### Text shown

=== Section Start ===

The human body is an aggressive environment. It’s the reason the implants’ performance degrades over time. Gaunt said it’s challenging to put engineered systems and electronics in the body as it’s always trying to get rid of these things.
Implanted arrays can evoke an immune response in the electrodes’ neural tissue. And studies have shown that inflammation in this area can lead to reduced signal quality. Furthermore, scars can form around brain implants, affecting their capability to collect signals from nearby neurons. And the less information a BCI can interpret from nearby neurons, the less effective it becomes at carrying out its intended functions.
The quest to make BCI implants last longer
Scientists are looking for ways to make implants last longer. One way is by experimenting with different materials. The Utah array is protected with parylene, a material used in the medical device industry for its low moisture absorptivity and stability. However, it’s also known to crack and corrode over time.
In an interview with Wired, Florian Solzbacher, chairman and co-founder of Blackrock Neurotech, which manufactures Utah arrays, said that the company is testing a new array coated with a combination of silicon carbide, which has been used as an industrial material for more than a century, and parylene. Although the company already has preliminary data on the performance of the new formulation in animals, it has yet to be used in people.
Scarring is a common issue with implants, so Paradromics, a BCI company based in Texas, is developing more flexible, thinner electrodes designed to be less disruptive to the tissue.
Softer materials may be better integrated into the brain than the rigid Utah array. A research team at the Massachusetts Institute of Technology is currently experimenting with hydrogel coatings, which possess an elasticity like that of the brain.
Another approach is to create smaller, less invasive implants. Researchers are currently testing neurograins—tiny chips the size of a grain of sand that could be sprinkled across the brain’s cortical surface. However, the system has only been tested in rodents.
Another concern is that multiple surgeries aren’t ideal, as each carries a risk of bleeding and infection at the implant site. This is relevant to research participants who have had their Utah arrays removed and replaced. According to Gaunt, it would be best if external BCI components were made upgradable.
But currently, one of the most significant risks for brain implants is an external part of most BCI systems—the pedestal. It sits on top of the skull and can cause infection, but the pedestal is necessary to connect the implanted array to the computer that decodes neural signals. Copeland and other study participants need their head pedestals to use the BCI.
Conclusion
As BCI longevity in humans is still unknown, Copeland knows his implant could stop working someday. But he tries his best not to worry about it.
As of this publication, scientists are looking for ways to make the human body not reject the implant and allow it to last longer. But for now, we can only watch and wait.

=== Section End ===

### The problem
Answer these questions from the text on brain implant longevity:
(a) What material protects the Utah array?
(b) What type of coatings is the research team at the Massachusetts Institute of Technology testing?
(c) Which external part of most BCI systems sits on top of the skull?

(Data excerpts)
=== Section Start ===

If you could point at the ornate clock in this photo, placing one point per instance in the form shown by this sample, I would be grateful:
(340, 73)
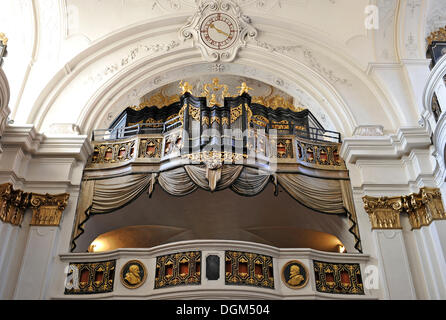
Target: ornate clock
(218, 31)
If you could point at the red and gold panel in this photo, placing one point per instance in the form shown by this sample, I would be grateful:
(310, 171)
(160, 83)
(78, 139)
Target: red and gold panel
(176, 269)
(339, 278)
(251, 269)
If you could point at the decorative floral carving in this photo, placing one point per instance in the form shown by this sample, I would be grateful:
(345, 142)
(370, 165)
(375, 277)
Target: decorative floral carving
(422, 208)
(384, 212)
(237, 32)
(47, 209)
(13, 204)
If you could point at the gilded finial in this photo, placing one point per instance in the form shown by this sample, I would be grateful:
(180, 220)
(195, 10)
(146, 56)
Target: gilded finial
(3, 38)
(244, 88)
(185, 87)
(438, 35)
(213, 100)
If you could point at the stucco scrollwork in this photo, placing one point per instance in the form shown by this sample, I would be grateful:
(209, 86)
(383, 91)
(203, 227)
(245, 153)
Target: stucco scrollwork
(218, 29)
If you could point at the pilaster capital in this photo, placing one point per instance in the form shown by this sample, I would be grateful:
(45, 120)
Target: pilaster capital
(47, 209)
(13, 204)
(384, 212)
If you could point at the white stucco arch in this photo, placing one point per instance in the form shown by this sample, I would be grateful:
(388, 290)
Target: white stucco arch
(338, 100)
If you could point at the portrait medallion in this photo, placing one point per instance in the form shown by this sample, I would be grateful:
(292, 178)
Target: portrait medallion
(295, 274)
(133, 274)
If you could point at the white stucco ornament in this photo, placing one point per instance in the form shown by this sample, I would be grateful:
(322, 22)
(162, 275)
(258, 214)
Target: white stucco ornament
(219, 29)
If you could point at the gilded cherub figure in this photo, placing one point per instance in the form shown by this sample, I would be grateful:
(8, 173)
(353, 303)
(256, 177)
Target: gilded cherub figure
(132, 276)
(185, 87)
(295, 277)
(244, 88)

=== Section End ===

### Solution for this task
(a) Parylene
(b) Hydrogel coatings
(c) The pedestal